**Görev Yönergesi**
Aşağıdaki satırlardan, "the downspout, which" ifadesini içeren satırdan başlayıp "[(398, 274), (200, 260), (32, 262)]" ifadesini içeren satırda biten bölümü, iki uç satır da dahil olmak üzere birebir aktarın. Resimleri yanıtınıza almayın.

**Çıkarılan Bilgiler**
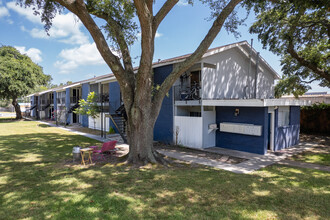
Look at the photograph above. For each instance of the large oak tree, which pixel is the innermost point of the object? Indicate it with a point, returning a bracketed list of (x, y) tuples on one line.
[(141, 101), (19, 76)]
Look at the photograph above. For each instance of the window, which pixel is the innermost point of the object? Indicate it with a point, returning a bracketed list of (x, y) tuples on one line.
[(94, 88), (283, 116), (208, 108), (195, 114)]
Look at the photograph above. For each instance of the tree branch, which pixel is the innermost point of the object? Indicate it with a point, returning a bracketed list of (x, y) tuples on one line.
[(119, 37), (306, 63), (195, 56), (161, 14), (78, 7), (144, 74)]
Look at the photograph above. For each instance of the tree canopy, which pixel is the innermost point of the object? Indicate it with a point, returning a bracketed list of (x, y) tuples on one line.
[(120, 21), (19, 75), (298, 31)]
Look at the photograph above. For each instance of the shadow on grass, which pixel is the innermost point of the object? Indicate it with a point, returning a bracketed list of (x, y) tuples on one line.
[(35, 184)]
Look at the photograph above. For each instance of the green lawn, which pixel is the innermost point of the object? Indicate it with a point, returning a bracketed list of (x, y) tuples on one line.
[(35, 183), (317, 158)]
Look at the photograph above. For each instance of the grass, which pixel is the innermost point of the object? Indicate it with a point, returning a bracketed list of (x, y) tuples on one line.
[(312, 157), (319, 154), (36, 184)]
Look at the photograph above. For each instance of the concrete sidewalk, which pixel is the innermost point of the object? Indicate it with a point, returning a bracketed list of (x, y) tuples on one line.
[(305, 165), (110, 137), (253, 162)]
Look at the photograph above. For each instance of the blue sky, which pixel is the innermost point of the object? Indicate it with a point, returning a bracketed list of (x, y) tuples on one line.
[(69, 53)]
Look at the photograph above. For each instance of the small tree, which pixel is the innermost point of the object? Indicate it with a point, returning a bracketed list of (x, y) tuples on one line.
[(89, 107), (18, 76)]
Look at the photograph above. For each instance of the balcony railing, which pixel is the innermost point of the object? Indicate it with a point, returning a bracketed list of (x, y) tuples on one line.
[(75, 99), (46, 101), (184, 93), (60, 100)]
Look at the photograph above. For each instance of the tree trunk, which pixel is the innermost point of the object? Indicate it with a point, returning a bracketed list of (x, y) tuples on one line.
[(140, 125), (17, 108)]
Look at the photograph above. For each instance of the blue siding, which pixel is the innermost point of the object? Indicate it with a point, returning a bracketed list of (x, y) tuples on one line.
[(84, 94), (163, 130), (241, 142), (288, 135), (55, 101), (114, 100), (37, 108), (67, 105), (114, 96), (33, 112)]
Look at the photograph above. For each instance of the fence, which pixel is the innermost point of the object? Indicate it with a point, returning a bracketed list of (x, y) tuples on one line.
[(315, 119)]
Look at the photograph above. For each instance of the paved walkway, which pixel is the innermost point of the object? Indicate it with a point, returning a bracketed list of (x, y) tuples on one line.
[(253, 162), (305, 165), (110, 137)]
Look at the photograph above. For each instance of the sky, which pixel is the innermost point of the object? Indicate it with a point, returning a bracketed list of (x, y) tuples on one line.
[(69, 53)]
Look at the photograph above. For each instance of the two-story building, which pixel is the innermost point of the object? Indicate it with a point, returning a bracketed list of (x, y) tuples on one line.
[(224, 100)]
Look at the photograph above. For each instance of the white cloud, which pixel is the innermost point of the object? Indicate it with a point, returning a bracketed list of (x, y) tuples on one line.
[(26, 12), (156, 35), (86, 54), (33, 53), (4, 12), (183, 3), (65, 28)]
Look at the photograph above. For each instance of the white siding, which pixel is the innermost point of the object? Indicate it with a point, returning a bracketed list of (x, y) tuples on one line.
[(230, 78), (190, 131)]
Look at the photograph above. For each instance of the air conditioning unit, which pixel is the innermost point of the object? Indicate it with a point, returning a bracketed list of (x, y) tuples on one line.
[(213, 126)]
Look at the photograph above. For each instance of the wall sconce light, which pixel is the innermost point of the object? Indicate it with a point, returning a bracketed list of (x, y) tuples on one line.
[(236, 112)]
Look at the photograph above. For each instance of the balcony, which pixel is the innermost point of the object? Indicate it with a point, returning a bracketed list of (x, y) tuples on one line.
[(104, 97), (60, 100), (185, 93), (74, 99), (46, 102)]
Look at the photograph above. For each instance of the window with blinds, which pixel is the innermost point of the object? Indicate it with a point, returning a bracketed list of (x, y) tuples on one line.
[(283, 116)]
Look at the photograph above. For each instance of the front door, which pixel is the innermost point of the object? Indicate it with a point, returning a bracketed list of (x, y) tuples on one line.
[(75, 118)]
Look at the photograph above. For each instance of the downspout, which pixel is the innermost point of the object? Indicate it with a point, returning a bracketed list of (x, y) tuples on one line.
[(256, 76), (249, 80)]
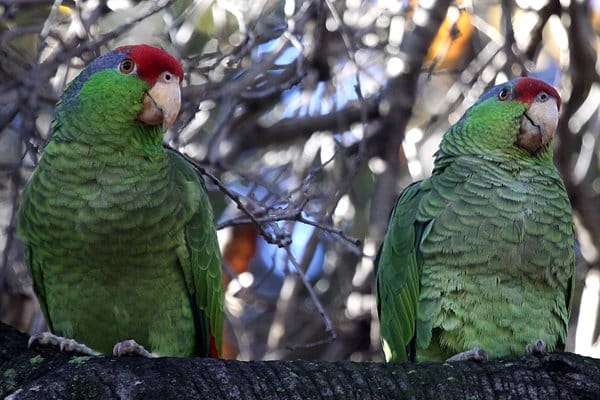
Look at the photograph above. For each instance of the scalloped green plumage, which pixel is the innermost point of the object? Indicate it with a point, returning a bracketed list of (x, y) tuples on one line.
[(118, 231), (481, 253)]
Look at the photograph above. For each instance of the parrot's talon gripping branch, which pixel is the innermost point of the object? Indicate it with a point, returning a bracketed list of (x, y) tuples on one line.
[(475, 354), (131, 348), (536, 348), (64, 344)]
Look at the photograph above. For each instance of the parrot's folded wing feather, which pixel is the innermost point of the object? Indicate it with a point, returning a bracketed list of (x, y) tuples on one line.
[(398, 274), (33, 262), (200, 261)]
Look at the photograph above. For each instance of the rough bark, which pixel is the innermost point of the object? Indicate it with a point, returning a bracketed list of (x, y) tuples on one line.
[(42, 372)]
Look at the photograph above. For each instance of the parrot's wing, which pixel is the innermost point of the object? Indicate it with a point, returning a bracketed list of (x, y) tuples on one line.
[(398, 274), (200, 260), (32, 262)]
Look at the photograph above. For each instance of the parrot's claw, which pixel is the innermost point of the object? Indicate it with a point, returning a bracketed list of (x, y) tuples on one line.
[(537, 348), (64, 344), (131, 348), (475, 354)]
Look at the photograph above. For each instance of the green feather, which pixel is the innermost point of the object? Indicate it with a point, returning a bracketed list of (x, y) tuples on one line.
[(481, 253), (118, 231)]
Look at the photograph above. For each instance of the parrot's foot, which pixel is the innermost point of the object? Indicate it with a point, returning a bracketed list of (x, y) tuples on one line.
[(475, 354), (64, 344), (537, 348), (131, 348)]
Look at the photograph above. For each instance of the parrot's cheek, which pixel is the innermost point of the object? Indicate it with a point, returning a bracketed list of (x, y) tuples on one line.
[(151, 113), (162, 102), (538, 125)]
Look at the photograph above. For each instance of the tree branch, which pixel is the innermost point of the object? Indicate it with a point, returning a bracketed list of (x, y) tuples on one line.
[(42, 372)]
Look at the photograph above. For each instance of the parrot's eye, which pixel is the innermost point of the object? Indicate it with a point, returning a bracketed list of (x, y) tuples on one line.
[(126, 66), (503, 95)]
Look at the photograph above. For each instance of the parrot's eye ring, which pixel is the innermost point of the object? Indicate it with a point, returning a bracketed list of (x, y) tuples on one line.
[(126, 66)]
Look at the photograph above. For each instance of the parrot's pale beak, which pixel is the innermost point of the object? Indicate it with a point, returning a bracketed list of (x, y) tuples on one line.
[(538, 124), (162, 102)]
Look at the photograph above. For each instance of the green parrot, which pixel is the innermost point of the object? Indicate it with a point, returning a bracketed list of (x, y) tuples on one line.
[(478, 259), (118, 231)]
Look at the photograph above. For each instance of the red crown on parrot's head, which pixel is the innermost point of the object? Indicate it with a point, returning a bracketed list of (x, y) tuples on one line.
[(526, 89), (152, 61)]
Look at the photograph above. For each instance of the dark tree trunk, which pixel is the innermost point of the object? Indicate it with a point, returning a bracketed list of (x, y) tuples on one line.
[(45, 373)]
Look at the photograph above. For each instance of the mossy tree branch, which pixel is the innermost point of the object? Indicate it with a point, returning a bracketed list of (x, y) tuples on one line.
[(42, 372)]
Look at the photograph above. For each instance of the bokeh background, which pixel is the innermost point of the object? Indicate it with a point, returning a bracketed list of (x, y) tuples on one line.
[(308, 118)]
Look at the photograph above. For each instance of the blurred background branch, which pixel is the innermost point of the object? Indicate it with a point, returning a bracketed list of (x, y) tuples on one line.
[(307, 118)]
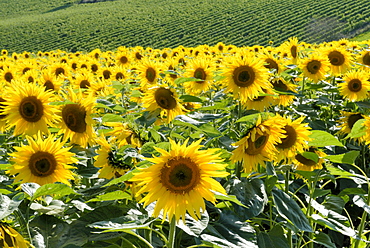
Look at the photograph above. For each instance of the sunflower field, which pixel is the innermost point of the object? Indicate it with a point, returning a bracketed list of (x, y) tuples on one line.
[(205, 146)]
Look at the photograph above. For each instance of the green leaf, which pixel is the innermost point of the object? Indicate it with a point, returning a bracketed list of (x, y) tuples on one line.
[(359, 201), (311, 156), (190, 98), (251, 193), (252, 118), (123, 178), (323, 239), (182, 80), (194, 227), (290, 210), (273, 239), (345, 158), (112, 118), (7, 206), (334, 225), (358, 129), (321, 138), (111, 196), (53, 189), (231, 198)]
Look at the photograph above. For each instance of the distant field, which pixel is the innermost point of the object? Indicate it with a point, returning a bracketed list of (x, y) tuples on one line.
[(35, 25)]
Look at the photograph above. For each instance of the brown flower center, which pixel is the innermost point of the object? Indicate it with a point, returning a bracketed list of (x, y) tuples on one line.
[(180, 175), (313, 66), (244, 76), (355, 85), (42, 164), (336, 58), (164, 98), (74, 117)]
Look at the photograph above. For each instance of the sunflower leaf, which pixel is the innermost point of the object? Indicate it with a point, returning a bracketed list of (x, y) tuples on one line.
[(53, 189), (358, 130), (112, 118), (345, 158), (321, 138)]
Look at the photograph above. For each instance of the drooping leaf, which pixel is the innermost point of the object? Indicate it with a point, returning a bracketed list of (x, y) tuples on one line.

**Alıştırmanın Çözümü**
Look at the photograph above. For each instance of the downspout, which pixel is the innermost point of the object? Indicate it with a point, returning a bracketed list of (x, y) tuples on one line.
[(256, 76), (249, 80)]
Look at the photograph above. For each instance of the scalloped green plumage, which pixel is the innermost point of the object? Indicate it with a point, returning a bracketed list of (x, y) tuples on one line.
[(118, 231), (481, 253)]
Look at the photograph above. For each instance of the parrot's talon gripping branch, which pixel is the innermost point of the object? Indicate it with a point, returning a bracketed list of (x, y) tuples on one line.
[(475, 354), (131, 348), (536, 348), (64, 344)]
Look at the photograph above. For each instance of the parrot's folded wing feather, which pixel is the innermost point of the object? Indicate it with a point, returning a bracketed list of (x, y) tuples on one line.
[(398, 274), (33, 262), (200, 261)]
Look at the photograph above. For each instance of the rough bark, which pixel is the innermost point of the object? Indicate it with a point, returning a bracketed list of (x, y) tuples on one line.
[(42, 372)]
Look at the photograph above. For each instance of the parrot's wing, which pixel is the innermost point of the object? Indicate it with a point, returning a bracketed list of (x, y) tuples on one line.
[(398, 274), (200, 260), (32, 262)]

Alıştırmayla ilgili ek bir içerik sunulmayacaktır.